DIRECTIONS ▸ All the entries, exactly as they read, must be written out again.

EXERCISE INPUT ▸
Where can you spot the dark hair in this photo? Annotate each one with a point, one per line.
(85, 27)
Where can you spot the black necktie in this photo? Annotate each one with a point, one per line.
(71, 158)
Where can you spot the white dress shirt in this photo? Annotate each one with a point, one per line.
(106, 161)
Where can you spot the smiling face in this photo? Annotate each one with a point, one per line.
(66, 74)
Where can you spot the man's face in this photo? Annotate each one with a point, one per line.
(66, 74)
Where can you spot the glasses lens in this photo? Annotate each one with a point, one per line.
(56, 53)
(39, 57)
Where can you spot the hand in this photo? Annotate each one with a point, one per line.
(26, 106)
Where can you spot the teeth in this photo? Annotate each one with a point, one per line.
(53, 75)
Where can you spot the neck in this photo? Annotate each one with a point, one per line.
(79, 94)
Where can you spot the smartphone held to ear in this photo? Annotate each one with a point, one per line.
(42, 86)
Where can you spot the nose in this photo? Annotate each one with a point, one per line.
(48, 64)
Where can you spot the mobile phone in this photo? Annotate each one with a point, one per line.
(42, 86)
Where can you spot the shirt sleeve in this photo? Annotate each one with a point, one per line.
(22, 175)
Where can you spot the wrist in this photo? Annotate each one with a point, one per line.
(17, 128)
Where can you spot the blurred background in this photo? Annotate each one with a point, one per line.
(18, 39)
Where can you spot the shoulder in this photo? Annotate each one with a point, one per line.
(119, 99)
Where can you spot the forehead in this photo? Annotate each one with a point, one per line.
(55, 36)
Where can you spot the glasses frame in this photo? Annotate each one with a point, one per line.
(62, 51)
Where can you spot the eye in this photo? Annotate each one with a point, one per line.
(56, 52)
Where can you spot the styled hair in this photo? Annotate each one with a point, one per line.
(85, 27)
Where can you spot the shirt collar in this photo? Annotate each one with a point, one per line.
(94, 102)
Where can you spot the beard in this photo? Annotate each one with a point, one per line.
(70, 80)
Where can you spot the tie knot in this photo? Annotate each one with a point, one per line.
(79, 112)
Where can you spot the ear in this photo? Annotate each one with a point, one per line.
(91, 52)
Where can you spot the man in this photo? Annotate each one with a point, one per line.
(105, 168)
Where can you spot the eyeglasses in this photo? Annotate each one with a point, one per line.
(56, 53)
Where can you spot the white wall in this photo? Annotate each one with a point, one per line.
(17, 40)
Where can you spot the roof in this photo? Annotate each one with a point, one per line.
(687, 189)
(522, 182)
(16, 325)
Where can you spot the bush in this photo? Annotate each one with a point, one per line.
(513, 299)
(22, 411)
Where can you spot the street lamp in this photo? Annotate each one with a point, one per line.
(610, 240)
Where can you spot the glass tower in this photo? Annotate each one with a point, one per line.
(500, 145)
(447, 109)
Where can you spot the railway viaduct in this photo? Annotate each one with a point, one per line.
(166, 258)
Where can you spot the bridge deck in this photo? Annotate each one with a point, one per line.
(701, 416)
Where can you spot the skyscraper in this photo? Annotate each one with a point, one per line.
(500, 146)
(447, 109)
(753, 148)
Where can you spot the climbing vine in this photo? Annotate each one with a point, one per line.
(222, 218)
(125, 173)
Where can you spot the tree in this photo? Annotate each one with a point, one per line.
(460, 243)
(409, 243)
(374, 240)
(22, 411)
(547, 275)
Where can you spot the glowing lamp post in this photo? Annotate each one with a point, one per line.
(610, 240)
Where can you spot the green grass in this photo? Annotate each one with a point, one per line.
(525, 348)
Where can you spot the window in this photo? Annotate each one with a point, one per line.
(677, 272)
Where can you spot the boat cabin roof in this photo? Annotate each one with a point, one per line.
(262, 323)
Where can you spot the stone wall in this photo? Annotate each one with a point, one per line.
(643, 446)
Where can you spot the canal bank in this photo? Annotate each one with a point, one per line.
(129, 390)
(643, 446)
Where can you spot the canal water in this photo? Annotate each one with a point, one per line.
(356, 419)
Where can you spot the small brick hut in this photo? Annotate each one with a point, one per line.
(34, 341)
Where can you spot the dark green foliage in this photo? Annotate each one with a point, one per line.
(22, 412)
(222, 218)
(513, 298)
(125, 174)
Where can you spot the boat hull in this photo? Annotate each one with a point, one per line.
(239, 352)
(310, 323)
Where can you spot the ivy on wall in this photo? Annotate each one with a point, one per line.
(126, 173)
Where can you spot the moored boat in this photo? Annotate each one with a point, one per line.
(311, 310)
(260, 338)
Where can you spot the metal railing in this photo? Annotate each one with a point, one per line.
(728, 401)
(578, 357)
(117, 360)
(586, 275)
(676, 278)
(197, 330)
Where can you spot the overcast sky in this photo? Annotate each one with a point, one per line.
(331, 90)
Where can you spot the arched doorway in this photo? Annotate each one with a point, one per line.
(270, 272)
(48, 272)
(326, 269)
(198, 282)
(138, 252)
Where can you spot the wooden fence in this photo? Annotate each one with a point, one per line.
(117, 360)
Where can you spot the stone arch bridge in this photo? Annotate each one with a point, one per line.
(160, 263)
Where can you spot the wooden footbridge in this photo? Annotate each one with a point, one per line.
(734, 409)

TASK ANSWER ▸
Where can you spot the dark hair in this photo? Annotate each one with a point, one per line.
(85, 27)
Where can you spot the black necktie in this photo? Annotate each one with a point, one per line.
(71, 158)
Where can you spot the white dress shirt in this photo? Annotate each one with a point, one per line.
(106, 161)
Where can you spot the smiling face in this photo? Annotate each one with a point, one per line.
(66, 74)
Where can you spot the man's face in this photo? Annotate each one with a point, one per line.
(66, 74)
Where can you spot the glasses lens in this photo? Annotate each one with a point, one per line.
(56, 53)
(39, 57)
Where can you spot the hand in this photo? Annotate each one with a point, one per line.
(26, 106)
Where can you spot the teeth in this photo? Annotate each one with a point, one per line.
(53, 75)
Where can you spot the neck in this photo? Annotate each one with a point, one per line.
(79, 94)
Where can you spot the smartphone held to ear in this photo? Annotate each one with a point, one per line.
(42, 86)
Where can you spot the nose in this photo? Annotate each one with a point, one per line.
(48, 64)
Where can you spot the mobile phone in this photo? Annotate each one with a point, one per line.
(42, 86)
Where can you spot the shirt sleeve in this photo? Annotate each one with a point, one per line.
(22, 175)
Where can you spot the wrist in this photo? Annotate each one with a point, one per line.
(17, 128)
Where can you spot the blurred background in this photo? Annotate each one with a point, one per line.
(18, 39)
Where can you spot the shoulder in this photo? Annotate each one with a point, one per line.
(119, 99)
Where can you spot the forehead in this photo? Annotate each one with a point, one per line.
(55, 36)
Where can you spot the glasses frame in this photo? Annotate each one with a point, one per line.
(62, 51)
Where can you spot the eye in this photo? Annotate each one with a point, one per line.
(56, 52)
Where can you spot the styled hair in this photo? Annotate each one with a point, one per line.
(85, 27)
Where can you spot the shirt collar in this photo? Annotate each one with a point, one per line.
(94, 102)
Where can you spot the beard in this photo? Annotate each one with a point, one per line.
(70, 80)
Where can you spot the tie knot in this photo? Annotate each one with a point, one per line.
(79, 112)
Where can you spot the ear in this photo? Annotate each one with a point, one per line.
(91, 52)
Where can you spot the man in this photo? Annotate each one with a point, one per line.
(105, 168)
Where can you spot the eyeglasses in this photo? Annotate each one with a point, one per line.
(56, 53)
Where can you spot the white wall in this photo? Annotate each one with a point, one per line.
(17, 40)
Where can you spot the roof in this photo? Annotate each one with a point, one per line.
(687, 189)
(522, 182)
(16, 325)
Where can you spot the bush in this photo? Annotate each one with a point, one per line.
(513, 299)
(22, 411)
Where can you spot the street lamp in this photo? Annotate each one with a point, one per line.
(610, 240)
Where can you spot the glass tower in this photo? Annotate each one with a point, one per line.
(500, 145)
(447, 109)
Where can you spot the railway viaduct in this photo? Annotate each one with a point, one per line.
(166, 258)
Where can you spot the bridge deck in this photo? Annotate each one with a point, one per line.
(701, 416)
Where can you spot the skyscraper in this photo? Annotate each one with a point, one per line.
(500, 146)
(447, 109)
(753, 148)
Where can you spot the climbing vine in this photo? Annotate each one with a point, one per line.
(222, 218)
(125, 173)
Where can you spot the tree in this photo? Annotate each one with a point, one per line.
(460, 243)
(409, 243)
(374, 240)
(22, 411)
(547, 275)
Where can you spot the glowing lamp post in this photo? Annotate each one with a point, one per line.
(610, 240)
Where can you spot the green grass in this photo? Annotate each one with a point, one per line.
(525, 348)
Where can you spot the window in this photo? Annotate each one with a point, one per line.
(677, 272)
Where can you spot the boat cabin roof in this photo? Annotate each one with a point, one per line.
(262, 323)
Where can you spot the stone wall in this photo? Annotate each one with a point, one per line.
(643, 446)
Where can you spot the canal bank in this photo? Annotate each one with a point, one per line.
(129, 390)
(643, 446)
Where can you spot the canal water in this photo? Annotate each one with a point, one per line.
(356, 419)
Where can you spot the small brick hut in this photo? Annotate each one with a point, one per line.
(34, 341)
Where can you spot the dark green foliage in this photo? Annotate each one with a point, one per line.
(22, 412)
(222, 218)
(513, 298)
(125, 174)
Where can you spot the boat hull in this photo? Annotate each one with a point, one per line.
(239, 352)
(310, 323)
Where can you spot the ivy on wall in this photo? Annotate each one with a point, one per line.
(126, 173)
Where can you spot the moored boat in this photo? Annotate each one with a point, one per line.
(311, 310)
(260, 338)
Where can you spot the metal railing in this photo? Annotate each one with a point, one per line.
(728, 401)
(578, 357)
(117, 360)
(586, 275)
(676, 278)
(197, 330)
Where can you spot the overcast sky in this photo? Annotate each one with a point, one per line.
(331, 90)
Where can you spot the arched doorway in this photo? Annotate each one with a point, one per line.
(270, 272)
(48, 272)
(326, 269)
(198, 282)
(138, 252)
Where can you spot the wooden fence in this photo? Annotate each one with a point, one per line.
(117, 360)
Where can you spot the stone arch bridge in this photo? Annotate each one with a point, one per line.
(160, 263)
Where can you spot the wooden footbridge in this photo? Annotate each one with a point, one per line.
(734, 409)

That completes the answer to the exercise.